**INSTRUCTION**
Count how many lines of the listing below contain the word "formatting" and reply with that number alone.

**DATA LISTING**
================================
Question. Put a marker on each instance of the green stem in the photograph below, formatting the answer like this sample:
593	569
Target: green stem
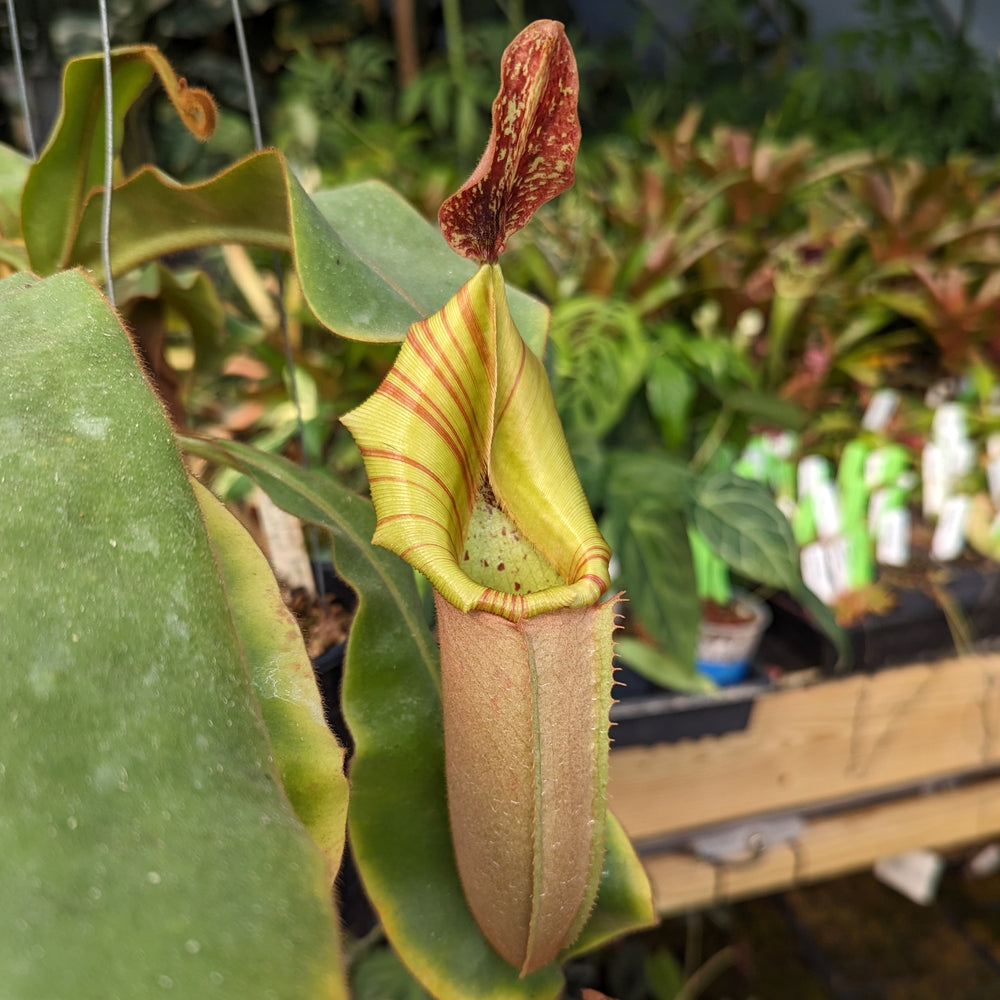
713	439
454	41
================================
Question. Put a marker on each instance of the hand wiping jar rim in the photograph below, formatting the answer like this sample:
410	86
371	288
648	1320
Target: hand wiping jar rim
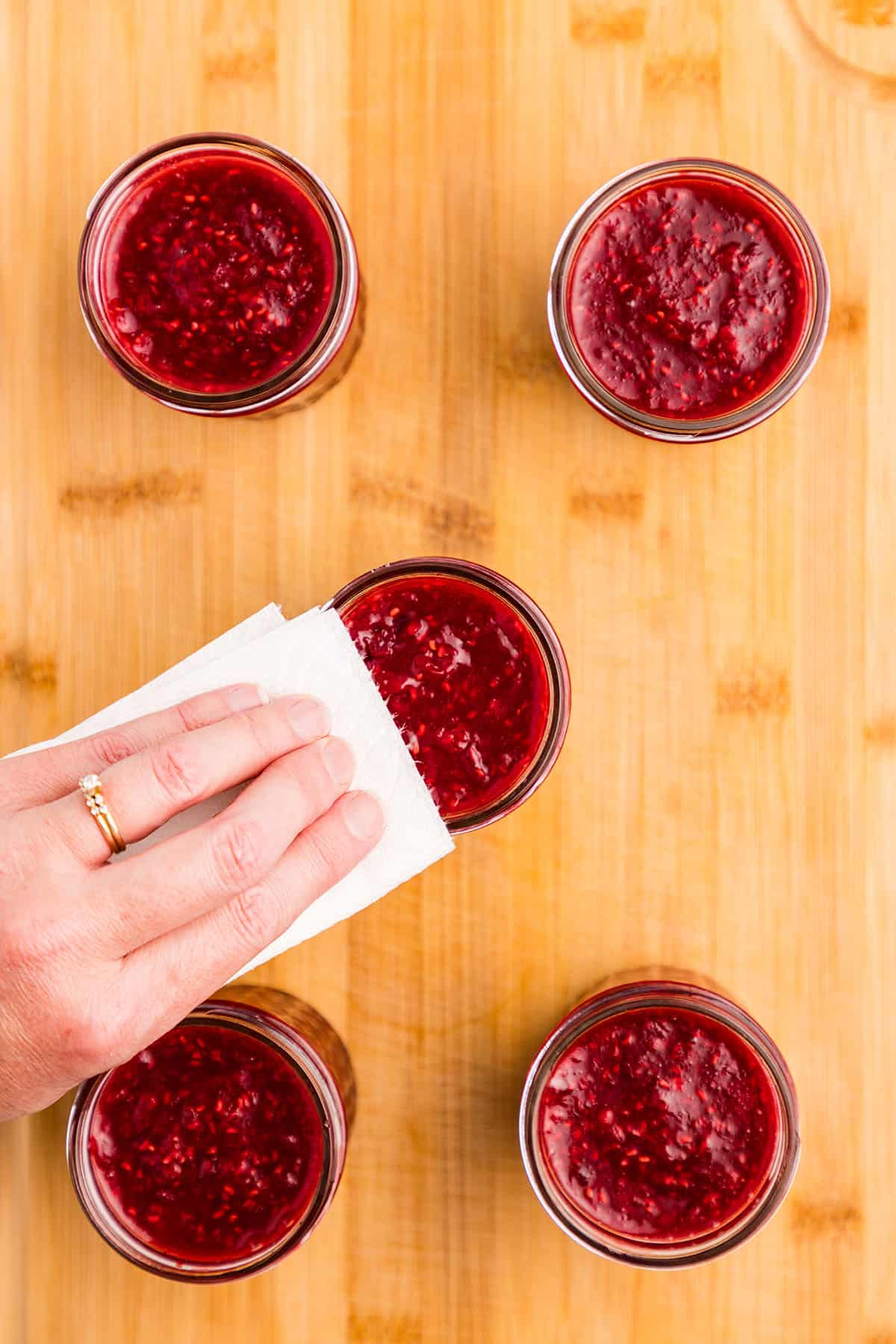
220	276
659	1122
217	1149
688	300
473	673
================================
**TASK OUTPUT**
2